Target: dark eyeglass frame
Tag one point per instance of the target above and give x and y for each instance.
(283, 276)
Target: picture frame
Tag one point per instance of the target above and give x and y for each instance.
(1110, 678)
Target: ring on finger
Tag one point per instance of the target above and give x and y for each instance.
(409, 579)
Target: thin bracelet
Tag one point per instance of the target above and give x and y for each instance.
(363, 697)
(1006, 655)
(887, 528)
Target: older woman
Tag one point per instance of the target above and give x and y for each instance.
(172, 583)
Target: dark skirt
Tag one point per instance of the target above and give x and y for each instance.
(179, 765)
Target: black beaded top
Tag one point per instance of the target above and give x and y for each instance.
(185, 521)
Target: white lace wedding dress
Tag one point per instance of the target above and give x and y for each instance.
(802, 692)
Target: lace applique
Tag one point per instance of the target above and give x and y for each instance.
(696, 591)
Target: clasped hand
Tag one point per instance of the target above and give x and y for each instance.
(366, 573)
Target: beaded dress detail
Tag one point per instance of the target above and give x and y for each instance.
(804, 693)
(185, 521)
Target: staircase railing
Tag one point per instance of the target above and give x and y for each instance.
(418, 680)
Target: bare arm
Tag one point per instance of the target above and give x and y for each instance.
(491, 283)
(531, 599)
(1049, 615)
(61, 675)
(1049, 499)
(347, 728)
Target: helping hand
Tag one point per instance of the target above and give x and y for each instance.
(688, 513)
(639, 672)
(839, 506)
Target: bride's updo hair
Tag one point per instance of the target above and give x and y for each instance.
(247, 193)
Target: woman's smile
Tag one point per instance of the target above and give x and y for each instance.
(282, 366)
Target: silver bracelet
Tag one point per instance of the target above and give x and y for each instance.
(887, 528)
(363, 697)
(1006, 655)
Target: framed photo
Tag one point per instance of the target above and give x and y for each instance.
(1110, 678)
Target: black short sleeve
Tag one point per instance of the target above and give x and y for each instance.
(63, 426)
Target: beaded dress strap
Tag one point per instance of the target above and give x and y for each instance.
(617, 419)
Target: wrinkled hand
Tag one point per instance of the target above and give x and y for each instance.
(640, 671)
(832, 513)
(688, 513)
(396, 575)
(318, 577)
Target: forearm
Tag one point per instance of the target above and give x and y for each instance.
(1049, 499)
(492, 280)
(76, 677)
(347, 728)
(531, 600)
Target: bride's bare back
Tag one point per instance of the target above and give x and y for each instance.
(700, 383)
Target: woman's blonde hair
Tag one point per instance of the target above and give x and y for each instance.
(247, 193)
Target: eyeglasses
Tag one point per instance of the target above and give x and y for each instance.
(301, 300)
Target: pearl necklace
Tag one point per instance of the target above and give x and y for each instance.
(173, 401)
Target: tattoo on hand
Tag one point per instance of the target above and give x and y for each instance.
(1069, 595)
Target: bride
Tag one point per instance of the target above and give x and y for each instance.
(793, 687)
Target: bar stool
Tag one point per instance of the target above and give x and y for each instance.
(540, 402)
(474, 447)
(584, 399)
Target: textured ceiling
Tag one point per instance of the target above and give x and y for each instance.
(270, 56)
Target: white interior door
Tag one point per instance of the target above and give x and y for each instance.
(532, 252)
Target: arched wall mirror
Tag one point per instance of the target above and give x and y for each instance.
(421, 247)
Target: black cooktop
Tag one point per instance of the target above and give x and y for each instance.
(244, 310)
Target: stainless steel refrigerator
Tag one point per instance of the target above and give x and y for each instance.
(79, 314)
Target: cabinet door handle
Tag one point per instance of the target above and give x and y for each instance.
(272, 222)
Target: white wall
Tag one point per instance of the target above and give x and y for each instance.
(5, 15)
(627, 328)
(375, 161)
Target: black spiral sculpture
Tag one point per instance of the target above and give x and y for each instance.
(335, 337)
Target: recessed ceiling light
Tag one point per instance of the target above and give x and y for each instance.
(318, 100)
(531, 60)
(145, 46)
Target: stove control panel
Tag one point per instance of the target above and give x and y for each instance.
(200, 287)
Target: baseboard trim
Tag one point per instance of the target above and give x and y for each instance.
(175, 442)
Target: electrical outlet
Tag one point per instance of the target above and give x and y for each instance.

####

◆ Task brief: Output the lines from the one containing "Target: electrical outlet" through the end of the records as a JSON list of strings, one string per line, with blank lines left out.

◆ The solution:
[
  "Target: electrical outlet",
  "Tag one point per instance of the target above and give x and y for each instance."
]